● **Data for this task**
↓
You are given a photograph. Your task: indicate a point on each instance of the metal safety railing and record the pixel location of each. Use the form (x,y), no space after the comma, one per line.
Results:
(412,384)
↑
↓
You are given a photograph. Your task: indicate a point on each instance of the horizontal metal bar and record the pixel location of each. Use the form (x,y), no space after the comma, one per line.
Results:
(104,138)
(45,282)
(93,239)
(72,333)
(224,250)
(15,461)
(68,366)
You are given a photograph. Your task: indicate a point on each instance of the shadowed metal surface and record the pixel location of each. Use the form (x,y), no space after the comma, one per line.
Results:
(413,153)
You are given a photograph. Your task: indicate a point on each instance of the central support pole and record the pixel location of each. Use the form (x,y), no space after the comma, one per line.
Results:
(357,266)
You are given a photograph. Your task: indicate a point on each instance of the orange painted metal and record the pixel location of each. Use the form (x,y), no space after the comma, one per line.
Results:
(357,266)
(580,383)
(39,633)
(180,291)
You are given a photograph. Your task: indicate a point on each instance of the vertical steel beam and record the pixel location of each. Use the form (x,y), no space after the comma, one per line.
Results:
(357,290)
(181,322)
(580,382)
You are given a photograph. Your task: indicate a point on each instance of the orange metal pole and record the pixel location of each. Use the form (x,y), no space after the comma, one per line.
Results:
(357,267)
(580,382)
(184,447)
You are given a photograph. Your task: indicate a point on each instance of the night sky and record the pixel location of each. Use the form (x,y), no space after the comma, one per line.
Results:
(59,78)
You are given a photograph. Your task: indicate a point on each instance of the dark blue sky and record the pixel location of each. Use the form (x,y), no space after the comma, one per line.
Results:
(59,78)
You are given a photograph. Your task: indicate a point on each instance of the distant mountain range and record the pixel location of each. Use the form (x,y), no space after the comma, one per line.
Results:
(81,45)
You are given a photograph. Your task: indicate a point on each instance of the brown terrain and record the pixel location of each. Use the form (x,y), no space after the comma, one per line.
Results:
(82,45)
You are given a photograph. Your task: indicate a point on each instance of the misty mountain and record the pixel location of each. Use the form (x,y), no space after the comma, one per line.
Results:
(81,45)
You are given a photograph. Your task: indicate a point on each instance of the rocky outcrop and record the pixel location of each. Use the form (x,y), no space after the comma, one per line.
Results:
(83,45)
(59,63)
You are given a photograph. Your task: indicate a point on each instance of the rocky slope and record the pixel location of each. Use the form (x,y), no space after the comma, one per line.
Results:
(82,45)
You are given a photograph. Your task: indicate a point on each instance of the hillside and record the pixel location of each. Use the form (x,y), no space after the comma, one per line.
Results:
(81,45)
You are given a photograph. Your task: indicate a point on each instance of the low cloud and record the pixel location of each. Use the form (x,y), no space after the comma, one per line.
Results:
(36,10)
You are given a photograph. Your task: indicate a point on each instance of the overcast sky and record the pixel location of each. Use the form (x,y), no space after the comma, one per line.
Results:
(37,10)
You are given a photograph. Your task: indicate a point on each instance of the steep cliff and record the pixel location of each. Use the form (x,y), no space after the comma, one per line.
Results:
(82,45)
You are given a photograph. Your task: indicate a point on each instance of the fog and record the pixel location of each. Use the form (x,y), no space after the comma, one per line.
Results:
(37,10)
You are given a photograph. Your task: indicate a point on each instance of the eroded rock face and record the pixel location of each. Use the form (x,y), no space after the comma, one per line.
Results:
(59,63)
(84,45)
↑
● **What the task requires**
How many of the lines above contain the string "pole", matching case exactly? Report only the number.

● **Completed task**
2